----- BRANO DI TESTO -----

FANO - L’immunologia è una delle scienze più complesse, sono gli stessi biologi a riconoscerlo. Eppure, il libro “Danzare nella tempesta” (Feltrinelli) di un’immunologa, la prof Antonella Viola, a una settimana dalla pubblicazione, il maggio scorso, era già in ristampa. Merito dell’immagine che in questi mesi si è conquistata l’autrice, docente all’Università di Padova; ma soprattutto del modo in cui è riuscita a condurre i lettori in un “Viaggio nella fragile perfezione del sistema immunitario”. Tanto più attesa è dunque la presentazione che del suo libro Antonella Viola farà stasera a Fano, alle 21 in piazza XX settembre, con la giornalista Alessandra Longo.

Come ha affrontato, professoressa Viola, il cimento di rendere accessibile al grande pubblico, e interessante, la sua disciplina, tanto da farne un best seller?
«Dopo le prima perplessità, ho utilizzato due settimane di vacanza, l’estate scorsa, per tracciare una bozza, partendo dall’idea che il corpo e i suoi meccanismi possano servire da perfetta metafora della società. Ho cercato di indicare quello che aveva e quello che non aveva funzionato, nel mondo, all’assalto della pandemia».


Una guerra non annunciata né prevista?
«Ecco, cominciamo da qui: si è subito adottata una terminologia bellica – nemico, trincea, coprifuoco – mentre invece si tratta di una cosa naturale. Un fenomeno, nei confronti del quale il sistema immunitario non mette in atto una guerra, ma una coreografia, in cui tutte le cellule si muovo insieme, al fine di conseguire la guarigione. Il corpo è per sua natura abituato ad affrontare crisi, e può insegnarci ad assumere una postura adeguata, meno scomposta, più organizzata e consapevole, per fronteggiarle.

E poi, parlando di evento non previsto, avrei da fare una precisazione».


Prego.
«All’inizio, la cosa che mi ha spaventato di più non è stata la pandemia in sé, ma il fatto che non si capisse la portata del fenomeno, che si sottovalutasse il pericolo. Temevo che quando tutti fossero arrivati a comprenderlo, sarebbe stato un disastro, perché non avevamo un piano pandemico: niente mascherine, nessuna attrezzatura adeguata negli ospedali».


Forse perché da decenni non si verificava più una pandemia?
«Non si è mai preso in considerazione che potesse accadere. Da sempre, gli scienziati hanno la taccia di “Cassandre”: dicevamo nei convegni, e lo ripetevamo ai nostri studenti, che il rischio esisteva, ma non c’è stata nessuna intenzione di divulgare gli allarmi. Le nostre informazioni non superavano una sorta di parete di vetro che ci separava dalla società».


Allora, almeno questo la pandemia ci avrà insegnato: l’importanza della divulgazione scientifica.
«E la necessità di un dialogo tra scienza, società e politica, per affrontare i problemi che verranno. È venuto il momento di spiegare alle persone una cosa all’apparenza incomprensibile».


Proviamo a indovinare: a “danzare nella tempesta”?
«Esatto, a fare come il nostro corpo: ad allenarci all’imperfetto, ad affrontare e gestire l’incertezza, come insegna il metodo scientifico. Deve passare l’idea che viviamo in un equilibrio precario e non ci siamo solo noi sulla Terra; che la natura è complessa e con essa dobbiamo relazionarci, invece di comportarci da padroni. E che il futuro dipende da quanto noi investiamo nel futuro».

----- INFORMAZIONI FORNITE -----

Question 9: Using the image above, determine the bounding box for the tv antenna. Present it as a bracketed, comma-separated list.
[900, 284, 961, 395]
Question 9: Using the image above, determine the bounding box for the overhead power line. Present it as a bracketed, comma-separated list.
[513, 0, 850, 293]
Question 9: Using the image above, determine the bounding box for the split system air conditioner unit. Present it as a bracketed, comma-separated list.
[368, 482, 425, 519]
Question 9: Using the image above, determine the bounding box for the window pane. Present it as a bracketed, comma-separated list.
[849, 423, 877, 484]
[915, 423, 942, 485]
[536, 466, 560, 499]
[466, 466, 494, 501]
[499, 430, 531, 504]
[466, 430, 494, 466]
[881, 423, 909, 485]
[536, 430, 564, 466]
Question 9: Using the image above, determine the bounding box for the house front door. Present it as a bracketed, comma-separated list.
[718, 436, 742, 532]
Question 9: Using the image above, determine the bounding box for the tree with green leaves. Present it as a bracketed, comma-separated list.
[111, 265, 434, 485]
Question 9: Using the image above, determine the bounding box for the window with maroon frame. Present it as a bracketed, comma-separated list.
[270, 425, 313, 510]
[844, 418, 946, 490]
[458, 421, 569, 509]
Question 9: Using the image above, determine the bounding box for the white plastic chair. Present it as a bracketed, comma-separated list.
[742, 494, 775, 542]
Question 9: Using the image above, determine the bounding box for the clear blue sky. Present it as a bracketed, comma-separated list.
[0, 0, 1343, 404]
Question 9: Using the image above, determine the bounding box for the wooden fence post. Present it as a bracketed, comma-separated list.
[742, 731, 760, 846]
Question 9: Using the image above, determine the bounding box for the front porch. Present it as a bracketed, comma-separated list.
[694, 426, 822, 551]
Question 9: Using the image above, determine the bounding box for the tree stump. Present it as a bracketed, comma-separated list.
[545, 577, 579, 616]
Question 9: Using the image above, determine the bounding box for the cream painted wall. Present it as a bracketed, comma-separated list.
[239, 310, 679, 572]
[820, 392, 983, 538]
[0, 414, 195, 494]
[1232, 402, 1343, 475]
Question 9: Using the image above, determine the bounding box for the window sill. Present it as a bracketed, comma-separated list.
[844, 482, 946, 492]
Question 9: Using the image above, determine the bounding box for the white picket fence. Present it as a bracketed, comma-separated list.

-----

**COMPITO DA SVOLGERE**
Indica se ciascuna delle seguenti affermazioni concorda con l'intervista ad Antonella Viola. Rispondi sì o no e cita alla lettera le parole decisive del testo. (a) A una settimana dalla pubblicazione il libro era già in ristampa. (b) Viola ha tracciato la bozza del libro durante un mese di vacanza. (c) Secondo Viola, il sistema immunitario mette in atto una guerra.

**RISULTATO**
(a) Sì: «a una settimana dalla pubblicazione, il maggio scorso, era già in ristampa».
(b) No: «ho utilizzato due settimane di vacanza, l’estate scorsa, per tracciare una bozza».
(c) No: «il sistema immunitario non mette in atto una guerra, ma una coreografia».